* _Exercise_
Please gather and copy out every line below that contains the word "tree".

* _Data shown_
==================================================

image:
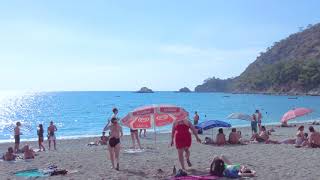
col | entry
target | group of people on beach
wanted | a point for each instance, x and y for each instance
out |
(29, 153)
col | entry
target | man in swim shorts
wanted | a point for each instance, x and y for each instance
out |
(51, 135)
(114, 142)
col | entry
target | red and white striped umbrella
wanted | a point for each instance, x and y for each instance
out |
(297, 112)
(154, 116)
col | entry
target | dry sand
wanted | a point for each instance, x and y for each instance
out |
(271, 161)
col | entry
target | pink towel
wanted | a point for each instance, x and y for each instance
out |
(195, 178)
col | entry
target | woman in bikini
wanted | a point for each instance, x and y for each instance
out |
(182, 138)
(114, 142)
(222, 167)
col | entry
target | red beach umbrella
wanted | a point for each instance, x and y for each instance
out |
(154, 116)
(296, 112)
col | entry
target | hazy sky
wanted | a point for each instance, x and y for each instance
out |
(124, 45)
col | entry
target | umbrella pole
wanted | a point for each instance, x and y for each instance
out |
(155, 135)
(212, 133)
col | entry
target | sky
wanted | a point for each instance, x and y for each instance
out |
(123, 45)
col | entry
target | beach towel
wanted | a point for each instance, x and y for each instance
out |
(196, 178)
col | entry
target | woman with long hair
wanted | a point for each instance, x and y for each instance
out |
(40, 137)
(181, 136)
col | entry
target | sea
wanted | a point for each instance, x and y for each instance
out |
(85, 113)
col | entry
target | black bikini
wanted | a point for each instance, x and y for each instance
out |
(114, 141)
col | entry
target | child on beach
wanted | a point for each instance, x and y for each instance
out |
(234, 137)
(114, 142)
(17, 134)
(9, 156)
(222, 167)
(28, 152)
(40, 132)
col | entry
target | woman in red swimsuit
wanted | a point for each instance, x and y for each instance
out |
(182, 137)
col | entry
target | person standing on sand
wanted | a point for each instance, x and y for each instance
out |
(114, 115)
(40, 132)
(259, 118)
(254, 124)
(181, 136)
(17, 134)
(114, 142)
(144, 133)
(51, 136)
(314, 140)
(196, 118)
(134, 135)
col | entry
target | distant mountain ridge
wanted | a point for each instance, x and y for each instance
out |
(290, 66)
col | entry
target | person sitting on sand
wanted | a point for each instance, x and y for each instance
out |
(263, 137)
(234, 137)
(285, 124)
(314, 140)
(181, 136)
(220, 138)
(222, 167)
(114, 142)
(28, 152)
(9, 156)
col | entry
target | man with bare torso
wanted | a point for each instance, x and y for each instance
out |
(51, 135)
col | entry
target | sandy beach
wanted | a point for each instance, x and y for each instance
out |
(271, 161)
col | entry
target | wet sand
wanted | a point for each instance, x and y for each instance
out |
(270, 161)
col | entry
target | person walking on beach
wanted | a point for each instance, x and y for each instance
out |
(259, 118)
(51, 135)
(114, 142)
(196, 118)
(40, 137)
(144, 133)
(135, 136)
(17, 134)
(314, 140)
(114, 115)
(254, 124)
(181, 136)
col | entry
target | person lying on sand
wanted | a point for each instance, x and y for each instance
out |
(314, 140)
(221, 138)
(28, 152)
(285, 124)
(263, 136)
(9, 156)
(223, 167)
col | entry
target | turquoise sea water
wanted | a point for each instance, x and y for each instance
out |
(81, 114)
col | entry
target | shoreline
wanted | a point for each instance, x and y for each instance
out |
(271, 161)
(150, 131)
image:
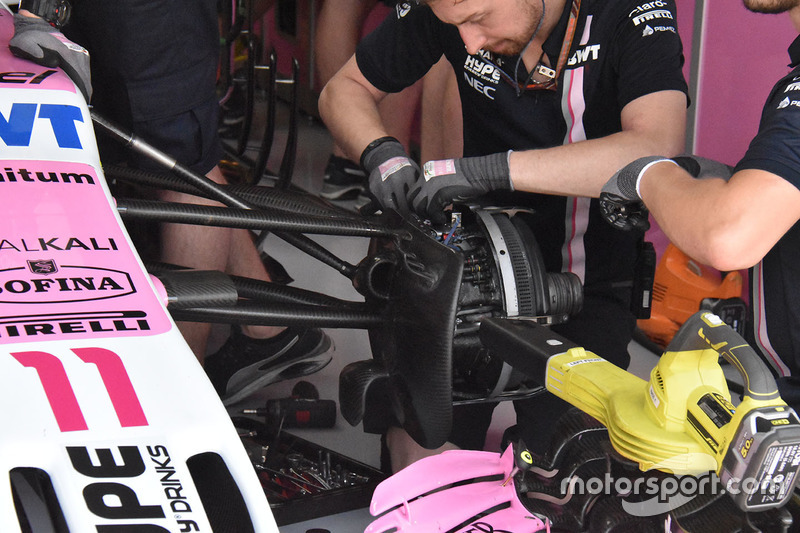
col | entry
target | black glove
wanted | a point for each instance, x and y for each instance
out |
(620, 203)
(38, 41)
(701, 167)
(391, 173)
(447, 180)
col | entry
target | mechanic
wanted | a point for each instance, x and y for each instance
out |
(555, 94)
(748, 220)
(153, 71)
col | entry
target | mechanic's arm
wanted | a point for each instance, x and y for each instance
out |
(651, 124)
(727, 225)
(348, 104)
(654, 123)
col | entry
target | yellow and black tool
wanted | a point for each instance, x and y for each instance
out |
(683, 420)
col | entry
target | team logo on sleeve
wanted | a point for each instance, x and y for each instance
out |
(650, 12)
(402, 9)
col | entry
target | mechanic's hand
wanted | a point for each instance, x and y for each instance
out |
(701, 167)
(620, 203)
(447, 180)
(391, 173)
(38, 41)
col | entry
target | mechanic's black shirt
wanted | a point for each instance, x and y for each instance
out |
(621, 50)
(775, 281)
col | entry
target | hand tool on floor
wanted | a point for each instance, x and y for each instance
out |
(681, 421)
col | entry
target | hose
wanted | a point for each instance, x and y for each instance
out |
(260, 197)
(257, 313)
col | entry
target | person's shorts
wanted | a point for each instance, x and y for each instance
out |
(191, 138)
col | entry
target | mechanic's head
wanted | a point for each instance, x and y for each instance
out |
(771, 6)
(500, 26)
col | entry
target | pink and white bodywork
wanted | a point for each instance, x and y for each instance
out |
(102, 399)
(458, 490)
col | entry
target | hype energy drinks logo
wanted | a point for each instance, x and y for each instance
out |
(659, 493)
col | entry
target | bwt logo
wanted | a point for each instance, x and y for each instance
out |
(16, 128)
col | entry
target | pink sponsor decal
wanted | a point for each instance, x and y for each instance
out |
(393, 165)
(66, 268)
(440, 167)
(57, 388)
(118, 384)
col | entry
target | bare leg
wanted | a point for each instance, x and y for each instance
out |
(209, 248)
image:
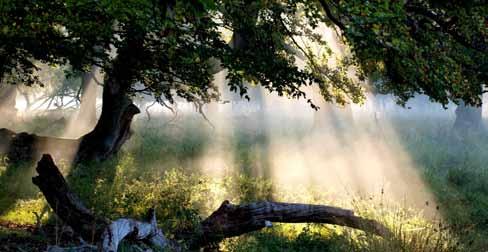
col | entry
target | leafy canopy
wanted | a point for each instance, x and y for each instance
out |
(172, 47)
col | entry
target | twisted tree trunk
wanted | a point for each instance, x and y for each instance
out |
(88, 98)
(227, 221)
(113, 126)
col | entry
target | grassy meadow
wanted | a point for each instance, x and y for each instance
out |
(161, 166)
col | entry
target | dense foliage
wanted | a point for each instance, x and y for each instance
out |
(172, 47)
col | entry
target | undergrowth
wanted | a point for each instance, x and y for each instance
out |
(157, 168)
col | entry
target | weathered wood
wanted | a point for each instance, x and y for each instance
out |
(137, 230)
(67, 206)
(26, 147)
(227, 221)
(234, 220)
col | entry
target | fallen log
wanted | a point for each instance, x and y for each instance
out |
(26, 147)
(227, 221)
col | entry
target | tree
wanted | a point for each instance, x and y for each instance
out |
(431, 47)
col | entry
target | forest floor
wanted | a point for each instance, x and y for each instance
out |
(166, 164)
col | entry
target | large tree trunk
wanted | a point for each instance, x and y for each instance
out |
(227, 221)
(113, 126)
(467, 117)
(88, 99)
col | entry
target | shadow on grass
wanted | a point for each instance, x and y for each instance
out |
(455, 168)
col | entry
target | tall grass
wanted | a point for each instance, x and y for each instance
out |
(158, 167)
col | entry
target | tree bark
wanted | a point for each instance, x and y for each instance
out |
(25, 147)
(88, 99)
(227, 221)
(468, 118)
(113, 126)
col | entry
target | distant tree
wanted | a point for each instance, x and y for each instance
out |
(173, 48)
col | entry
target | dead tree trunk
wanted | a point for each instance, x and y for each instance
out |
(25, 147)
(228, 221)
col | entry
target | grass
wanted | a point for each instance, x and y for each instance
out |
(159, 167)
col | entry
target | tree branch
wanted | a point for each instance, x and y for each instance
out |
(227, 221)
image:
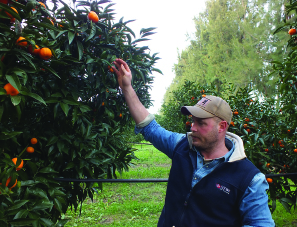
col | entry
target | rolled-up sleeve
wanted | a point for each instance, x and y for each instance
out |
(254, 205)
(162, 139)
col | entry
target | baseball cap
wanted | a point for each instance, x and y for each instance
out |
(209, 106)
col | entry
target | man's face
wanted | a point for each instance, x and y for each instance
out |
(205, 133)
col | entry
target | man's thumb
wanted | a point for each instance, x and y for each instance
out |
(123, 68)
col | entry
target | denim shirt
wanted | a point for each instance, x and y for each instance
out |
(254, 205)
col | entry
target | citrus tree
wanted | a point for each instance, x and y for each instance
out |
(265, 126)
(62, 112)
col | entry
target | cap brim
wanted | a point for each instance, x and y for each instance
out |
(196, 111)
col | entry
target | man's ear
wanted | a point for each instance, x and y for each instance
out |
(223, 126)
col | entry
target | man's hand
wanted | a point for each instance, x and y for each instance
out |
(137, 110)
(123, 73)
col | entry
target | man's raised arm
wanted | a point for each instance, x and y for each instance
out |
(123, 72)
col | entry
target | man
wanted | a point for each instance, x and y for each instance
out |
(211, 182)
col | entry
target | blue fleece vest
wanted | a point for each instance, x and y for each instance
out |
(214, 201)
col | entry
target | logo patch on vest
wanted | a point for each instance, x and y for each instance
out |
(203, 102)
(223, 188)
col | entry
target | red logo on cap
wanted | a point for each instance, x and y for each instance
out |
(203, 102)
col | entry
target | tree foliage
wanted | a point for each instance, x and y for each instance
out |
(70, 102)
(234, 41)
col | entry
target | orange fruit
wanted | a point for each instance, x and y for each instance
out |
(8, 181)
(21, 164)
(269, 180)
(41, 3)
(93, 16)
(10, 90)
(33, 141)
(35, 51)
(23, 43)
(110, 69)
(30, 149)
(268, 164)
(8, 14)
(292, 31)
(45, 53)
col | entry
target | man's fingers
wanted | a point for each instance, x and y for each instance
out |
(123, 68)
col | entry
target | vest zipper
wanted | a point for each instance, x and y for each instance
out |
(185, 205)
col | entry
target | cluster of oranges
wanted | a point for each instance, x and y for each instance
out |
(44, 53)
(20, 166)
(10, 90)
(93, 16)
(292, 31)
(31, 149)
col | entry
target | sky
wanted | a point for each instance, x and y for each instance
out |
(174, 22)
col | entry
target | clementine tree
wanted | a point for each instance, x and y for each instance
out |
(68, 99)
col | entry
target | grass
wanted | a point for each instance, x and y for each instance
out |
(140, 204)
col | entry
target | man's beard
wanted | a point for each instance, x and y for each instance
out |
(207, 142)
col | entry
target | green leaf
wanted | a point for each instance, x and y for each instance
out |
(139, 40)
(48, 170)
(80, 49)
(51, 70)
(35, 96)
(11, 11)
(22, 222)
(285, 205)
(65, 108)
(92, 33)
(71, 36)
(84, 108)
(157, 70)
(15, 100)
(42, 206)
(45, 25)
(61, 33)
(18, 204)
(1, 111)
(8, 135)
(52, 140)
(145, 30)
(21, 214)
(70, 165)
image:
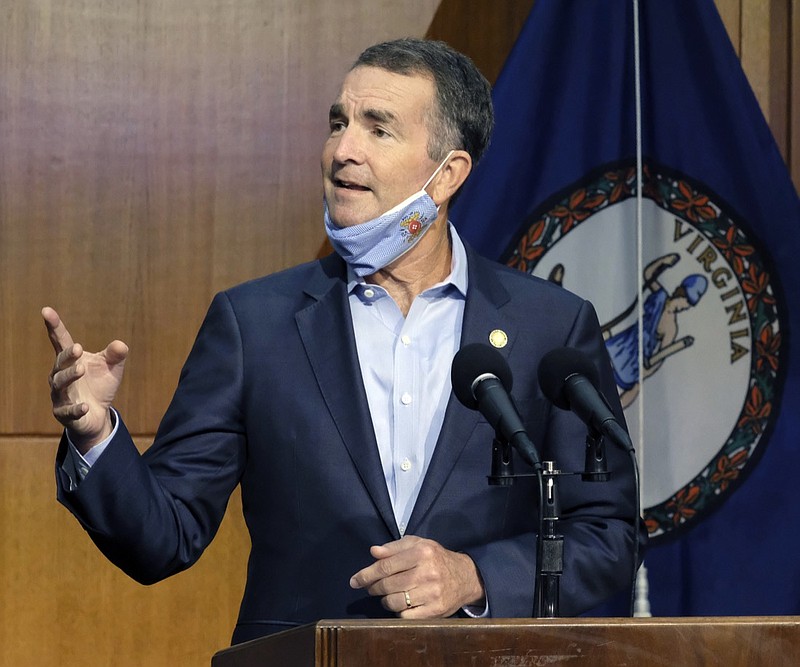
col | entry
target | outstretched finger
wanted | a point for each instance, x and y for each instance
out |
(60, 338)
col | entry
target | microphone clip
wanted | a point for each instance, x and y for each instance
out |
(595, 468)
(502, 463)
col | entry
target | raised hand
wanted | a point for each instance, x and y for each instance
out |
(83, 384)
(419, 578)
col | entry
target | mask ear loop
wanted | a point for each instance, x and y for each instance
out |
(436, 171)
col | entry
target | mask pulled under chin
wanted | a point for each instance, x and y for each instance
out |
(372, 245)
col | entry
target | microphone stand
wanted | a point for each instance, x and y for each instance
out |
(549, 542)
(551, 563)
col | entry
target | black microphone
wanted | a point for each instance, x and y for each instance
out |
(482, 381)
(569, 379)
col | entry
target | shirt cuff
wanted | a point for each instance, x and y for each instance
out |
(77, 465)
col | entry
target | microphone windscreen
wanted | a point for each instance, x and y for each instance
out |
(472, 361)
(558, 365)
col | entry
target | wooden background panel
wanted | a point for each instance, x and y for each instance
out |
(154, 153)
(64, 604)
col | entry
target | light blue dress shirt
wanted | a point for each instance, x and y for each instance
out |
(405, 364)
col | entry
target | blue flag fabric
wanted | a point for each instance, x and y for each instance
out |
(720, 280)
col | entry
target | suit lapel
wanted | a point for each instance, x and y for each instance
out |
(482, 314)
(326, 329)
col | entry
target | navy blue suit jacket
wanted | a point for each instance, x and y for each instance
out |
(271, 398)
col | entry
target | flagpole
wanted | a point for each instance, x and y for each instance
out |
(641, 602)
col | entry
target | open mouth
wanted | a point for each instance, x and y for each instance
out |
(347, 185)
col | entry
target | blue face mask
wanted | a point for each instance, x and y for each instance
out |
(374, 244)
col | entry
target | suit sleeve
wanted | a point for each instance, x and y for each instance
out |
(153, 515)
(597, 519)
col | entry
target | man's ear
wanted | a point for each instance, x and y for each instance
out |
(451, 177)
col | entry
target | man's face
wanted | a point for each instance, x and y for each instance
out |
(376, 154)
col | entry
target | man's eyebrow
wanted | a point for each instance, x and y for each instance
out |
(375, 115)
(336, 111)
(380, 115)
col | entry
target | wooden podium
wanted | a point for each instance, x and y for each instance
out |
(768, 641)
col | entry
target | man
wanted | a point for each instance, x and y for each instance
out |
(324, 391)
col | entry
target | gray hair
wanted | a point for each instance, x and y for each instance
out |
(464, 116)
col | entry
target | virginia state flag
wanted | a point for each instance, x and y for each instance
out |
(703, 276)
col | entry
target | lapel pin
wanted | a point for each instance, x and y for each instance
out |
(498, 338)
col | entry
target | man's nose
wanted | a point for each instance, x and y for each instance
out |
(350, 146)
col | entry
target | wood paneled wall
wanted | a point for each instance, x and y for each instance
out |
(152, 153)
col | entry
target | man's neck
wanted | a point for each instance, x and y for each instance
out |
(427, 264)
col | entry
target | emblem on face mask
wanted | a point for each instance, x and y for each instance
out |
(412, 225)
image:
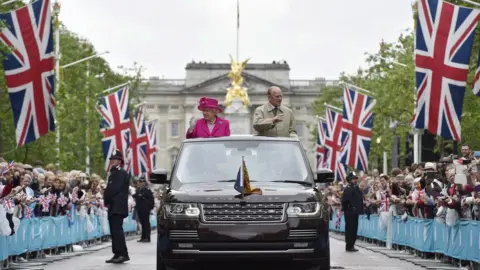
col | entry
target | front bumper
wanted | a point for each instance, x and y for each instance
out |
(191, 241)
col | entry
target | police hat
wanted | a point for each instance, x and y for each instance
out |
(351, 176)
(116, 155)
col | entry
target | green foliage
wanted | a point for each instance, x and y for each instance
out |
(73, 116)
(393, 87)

==================================================

* _Result_
target | twisted tree trunk
target | tree
target | large tree trunk
target | tree bark
target | distant tree
target | dead tree trunk
target | tree branch
target | citrus tree
target | tree foliage
target | clementine tree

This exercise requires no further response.